Records of labeled points
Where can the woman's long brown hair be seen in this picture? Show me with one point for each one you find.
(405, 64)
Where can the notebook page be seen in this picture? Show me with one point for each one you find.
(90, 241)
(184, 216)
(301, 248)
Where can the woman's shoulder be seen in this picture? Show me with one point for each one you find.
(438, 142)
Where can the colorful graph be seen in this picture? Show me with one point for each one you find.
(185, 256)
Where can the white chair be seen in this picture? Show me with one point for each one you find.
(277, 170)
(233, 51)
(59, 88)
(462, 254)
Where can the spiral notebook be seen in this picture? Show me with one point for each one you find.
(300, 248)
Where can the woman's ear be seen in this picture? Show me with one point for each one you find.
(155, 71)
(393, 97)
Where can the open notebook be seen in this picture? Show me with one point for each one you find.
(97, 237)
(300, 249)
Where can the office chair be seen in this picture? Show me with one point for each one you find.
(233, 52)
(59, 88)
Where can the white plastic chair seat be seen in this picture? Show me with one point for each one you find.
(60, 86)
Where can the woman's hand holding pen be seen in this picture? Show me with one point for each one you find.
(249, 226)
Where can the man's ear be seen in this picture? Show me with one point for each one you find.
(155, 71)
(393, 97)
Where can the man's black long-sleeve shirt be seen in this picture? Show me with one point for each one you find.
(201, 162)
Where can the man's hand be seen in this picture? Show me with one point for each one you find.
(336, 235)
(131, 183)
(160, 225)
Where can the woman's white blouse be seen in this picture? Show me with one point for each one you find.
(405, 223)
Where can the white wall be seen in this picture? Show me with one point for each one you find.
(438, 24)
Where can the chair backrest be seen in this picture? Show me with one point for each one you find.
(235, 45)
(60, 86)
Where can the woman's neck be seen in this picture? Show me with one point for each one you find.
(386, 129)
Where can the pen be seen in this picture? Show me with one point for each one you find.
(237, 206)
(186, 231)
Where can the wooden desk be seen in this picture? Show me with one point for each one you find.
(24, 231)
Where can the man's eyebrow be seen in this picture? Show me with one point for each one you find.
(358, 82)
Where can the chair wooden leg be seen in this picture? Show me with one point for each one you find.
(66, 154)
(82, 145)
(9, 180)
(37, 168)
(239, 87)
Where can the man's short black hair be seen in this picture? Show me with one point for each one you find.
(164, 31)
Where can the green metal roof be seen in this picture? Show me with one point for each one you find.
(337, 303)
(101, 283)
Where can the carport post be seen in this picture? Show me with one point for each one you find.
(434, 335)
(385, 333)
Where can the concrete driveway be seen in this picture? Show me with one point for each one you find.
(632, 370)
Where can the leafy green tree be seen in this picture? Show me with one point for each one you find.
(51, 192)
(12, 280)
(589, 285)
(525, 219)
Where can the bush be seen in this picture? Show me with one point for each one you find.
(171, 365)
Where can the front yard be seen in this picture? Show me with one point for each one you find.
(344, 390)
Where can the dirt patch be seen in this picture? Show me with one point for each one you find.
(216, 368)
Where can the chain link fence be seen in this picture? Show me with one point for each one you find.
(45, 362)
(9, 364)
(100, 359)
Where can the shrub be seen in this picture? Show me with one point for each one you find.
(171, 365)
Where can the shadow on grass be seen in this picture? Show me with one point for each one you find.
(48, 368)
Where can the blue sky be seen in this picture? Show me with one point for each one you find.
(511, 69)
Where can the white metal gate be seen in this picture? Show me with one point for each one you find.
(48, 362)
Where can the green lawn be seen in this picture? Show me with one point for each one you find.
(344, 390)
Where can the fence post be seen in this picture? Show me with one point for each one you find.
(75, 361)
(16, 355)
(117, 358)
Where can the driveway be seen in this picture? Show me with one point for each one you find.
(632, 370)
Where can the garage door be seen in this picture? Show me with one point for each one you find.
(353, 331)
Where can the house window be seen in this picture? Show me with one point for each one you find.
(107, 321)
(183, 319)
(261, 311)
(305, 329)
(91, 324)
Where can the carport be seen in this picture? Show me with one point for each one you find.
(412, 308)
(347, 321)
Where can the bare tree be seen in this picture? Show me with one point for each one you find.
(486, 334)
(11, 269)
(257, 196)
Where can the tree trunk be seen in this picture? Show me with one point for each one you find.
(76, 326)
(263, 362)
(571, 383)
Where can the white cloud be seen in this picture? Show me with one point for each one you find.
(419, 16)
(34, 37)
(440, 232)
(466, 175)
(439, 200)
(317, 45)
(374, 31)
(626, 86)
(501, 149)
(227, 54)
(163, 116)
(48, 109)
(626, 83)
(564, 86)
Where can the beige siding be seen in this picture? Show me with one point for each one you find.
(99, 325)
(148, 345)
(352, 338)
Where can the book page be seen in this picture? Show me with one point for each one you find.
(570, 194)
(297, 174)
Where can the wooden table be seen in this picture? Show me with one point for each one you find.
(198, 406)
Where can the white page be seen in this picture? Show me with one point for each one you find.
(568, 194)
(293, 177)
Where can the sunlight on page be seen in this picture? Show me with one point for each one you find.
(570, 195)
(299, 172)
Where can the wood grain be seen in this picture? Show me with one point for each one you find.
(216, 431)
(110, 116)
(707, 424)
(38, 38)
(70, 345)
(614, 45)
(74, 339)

==

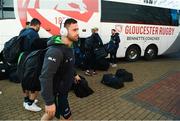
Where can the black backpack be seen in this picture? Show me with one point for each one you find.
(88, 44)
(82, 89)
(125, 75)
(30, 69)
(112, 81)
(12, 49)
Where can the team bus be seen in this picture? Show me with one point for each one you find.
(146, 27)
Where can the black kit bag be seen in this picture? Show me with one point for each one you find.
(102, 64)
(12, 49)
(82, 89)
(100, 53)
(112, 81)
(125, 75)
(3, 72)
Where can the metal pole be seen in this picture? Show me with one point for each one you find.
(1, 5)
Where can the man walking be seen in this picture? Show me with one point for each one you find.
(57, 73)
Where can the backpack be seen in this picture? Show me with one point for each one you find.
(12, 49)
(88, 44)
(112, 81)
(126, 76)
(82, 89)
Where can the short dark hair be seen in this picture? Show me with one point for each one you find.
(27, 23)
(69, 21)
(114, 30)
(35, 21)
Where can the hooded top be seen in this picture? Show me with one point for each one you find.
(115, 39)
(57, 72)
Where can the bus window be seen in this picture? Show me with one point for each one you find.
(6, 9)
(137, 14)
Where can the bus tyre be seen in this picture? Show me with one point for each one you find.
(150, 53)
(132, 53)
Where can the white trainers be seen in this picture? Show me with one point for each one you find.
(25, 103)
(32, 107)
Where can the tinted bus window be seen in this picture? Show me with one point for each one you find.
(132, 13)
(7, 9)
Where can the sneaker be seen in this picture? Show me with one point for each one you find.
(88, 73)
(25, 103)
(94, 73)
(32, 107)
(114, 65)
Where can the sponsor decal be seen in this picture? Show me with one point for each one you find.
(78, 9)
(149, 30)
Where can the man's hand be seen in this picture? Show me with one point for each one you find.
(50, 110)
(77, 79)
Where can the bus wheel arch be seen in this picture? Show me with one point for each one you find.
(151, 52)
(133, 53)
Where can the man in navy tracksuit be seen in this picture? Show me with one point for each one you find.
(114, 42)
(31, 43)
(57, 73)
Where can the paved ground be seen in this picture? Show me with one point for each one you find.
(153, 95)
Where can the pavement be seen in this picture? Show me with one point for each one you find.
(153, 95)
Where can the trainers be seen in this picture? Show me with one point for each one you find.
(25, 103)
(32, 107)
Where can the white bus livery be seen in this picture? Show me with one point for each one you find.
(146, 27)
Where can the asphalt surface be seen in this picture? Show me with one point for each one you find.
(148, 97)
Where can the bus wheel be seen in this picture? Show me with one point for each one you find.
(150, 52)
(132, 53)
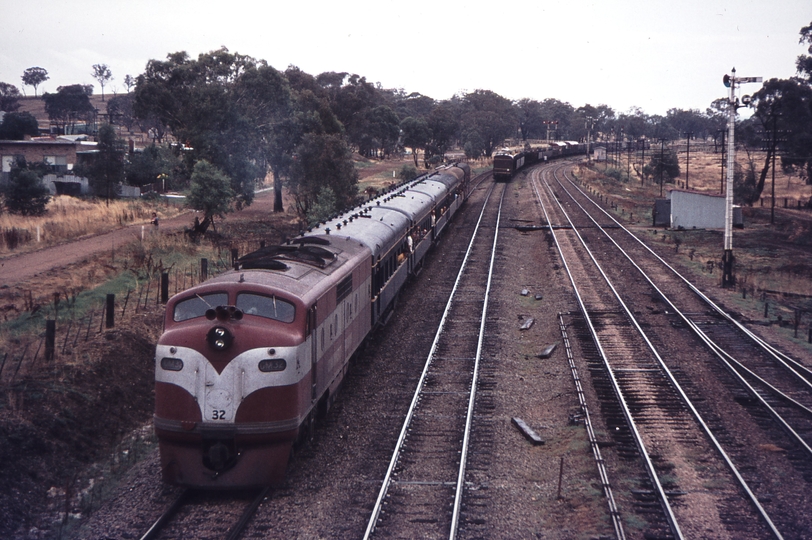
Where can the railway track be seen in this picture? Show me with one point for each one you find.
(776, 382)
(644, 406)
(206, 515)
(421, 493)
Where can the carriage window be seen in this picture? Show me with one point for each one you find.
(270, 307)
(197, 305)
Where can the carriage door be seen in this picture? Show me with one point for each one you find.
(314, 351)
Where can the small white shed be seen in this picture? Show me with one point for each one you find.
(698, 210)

==

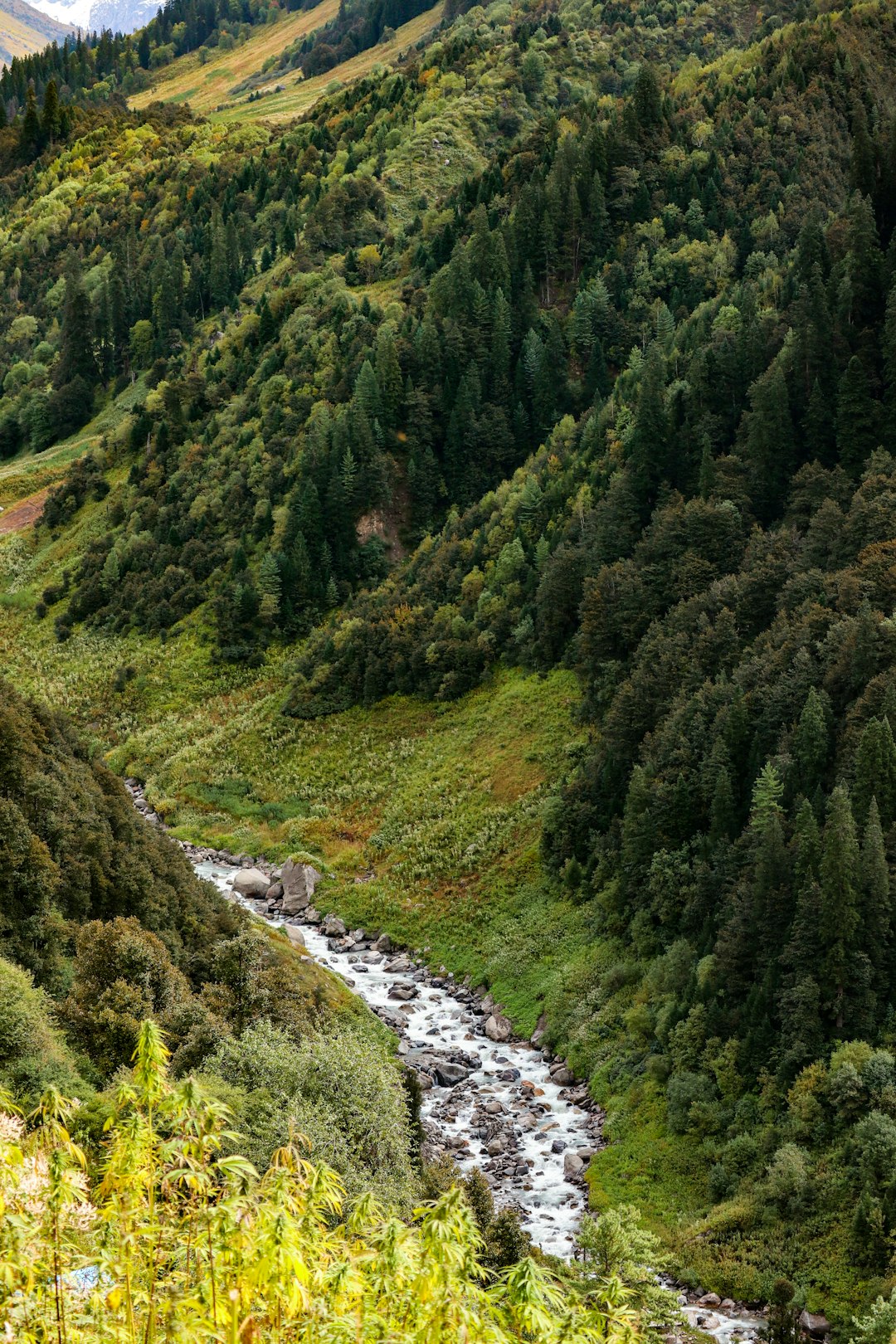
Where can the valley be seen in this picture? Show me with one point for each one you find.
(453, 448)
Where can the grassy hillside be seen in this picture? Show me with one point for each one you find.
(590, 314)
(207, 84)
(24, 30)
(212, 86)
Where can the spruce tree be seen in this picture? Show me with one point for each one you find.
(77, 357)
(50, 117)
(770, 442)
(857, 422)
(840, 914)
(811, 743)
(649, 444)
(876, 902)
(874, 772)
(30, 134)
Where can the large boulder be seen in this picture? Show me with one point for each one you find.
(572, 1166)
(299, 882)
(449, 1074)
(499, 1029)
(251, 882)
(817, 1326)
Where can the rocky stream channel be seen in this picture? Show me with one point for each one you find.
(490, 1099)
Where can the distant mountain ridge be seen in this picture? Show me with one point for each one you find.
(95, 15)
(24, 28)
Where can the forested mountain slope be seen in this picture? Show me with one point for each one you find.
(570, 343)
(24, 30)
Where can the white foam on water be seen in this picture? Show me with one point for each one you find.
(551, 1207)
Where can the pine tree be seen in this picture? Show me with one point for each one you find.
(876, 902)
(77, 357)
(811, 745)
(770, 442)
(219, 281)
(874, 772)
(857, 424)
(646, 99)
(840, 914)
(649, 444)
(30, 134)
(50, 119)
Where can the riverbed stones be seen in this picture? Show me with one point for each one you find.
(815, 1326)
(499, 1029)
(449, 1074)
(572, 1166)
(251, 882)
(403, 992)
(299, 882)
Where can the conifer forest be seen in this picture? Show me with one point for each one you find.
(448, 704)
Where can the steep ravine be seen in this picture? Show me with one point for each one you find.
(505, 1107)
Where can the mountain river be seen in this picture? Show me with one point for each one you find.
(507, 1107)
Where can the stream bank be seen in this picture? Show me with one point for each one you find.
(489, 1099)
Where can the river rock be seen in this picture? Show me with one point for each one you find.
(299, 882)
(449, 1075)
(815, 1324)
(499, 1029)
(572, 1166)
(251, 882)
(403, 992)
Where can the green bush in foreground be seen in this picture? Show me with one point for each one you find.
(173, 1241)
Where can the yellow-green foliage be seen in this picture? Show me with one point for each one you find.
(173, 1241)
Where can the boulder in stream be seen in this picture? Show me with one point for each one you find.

_Task description:_
Put the stretch of the listing from the line containing "Where can the distant" through the line containing "Where can the boulder", both included, into a numbered list, skipping any blank lines.

_Exercise result:_
1. Where can the distant mountain ridge be seen in this picture? Show me with one point for each one you find.
2. (95, 15)
3. (24, 28)
4. Where can the forested mountain slope be seen in this picture? Show me with one point for each one you find.
5. (570, 343)
6. (24, 30)
7. Where can the white foam on water be seen in this picture? Show me with one point for each one you find.
8. (551, 1207)
9. Where can the pine tree be seen in this picture? Show me with one point for each one you find.
10. (876, 902)
11. (77, 357)
12. (811, 745)
13. (770, 442)
14. (219, 281)
15. (874, 772)
16. (857, 424)
17. (646, 99)
18. (840, 914)
19. (649, 444)
20. (30, 134)
21. (50, 119)
22. Where can the riverbed stones be seen in this picture? Show me with one point for each one you find.
23. (815, 1326)
24. (499, 1029)
25. (449, 1074)
26. (572, 1166)
27. (251, 882)
28. (403, 992)
29. (299, 882)
30. Where can the conifer forest be seen in this picture? Show me with one point for each one you find.
31. (448, 704)
32. Where can the steep ravine be seen in this picture? Show me with one point for each one you find.
33. (505, 1107)
34. Where can the mountain river be seen in this picture? Show me with one point for each one you find.
35. (507, 1107)
36. Where can the stream bank be seen in this picture? Show me with one point for each one you find.
37. (489, 1099)
38. Where can the river rock be seen in this picture? Show me with one point for each one you find.
39. (299, 882)
40. (449, 1075)
41. (815, 1324)
42. (499, 1029)
43. (572, 1166)
44. (251, 882)
45. (403, 992)
46. Where can the green bush in foreground be seen in this picture? Show me with one point for each one you find.
47. (173, 1241)
48. Where can the yellow-green foliage be seen in this picture? Show me with one point for each one you find.
49. (173, 1241)
50. Where can the boulder in stream be seen in this picture? Show me with one point for each one you find.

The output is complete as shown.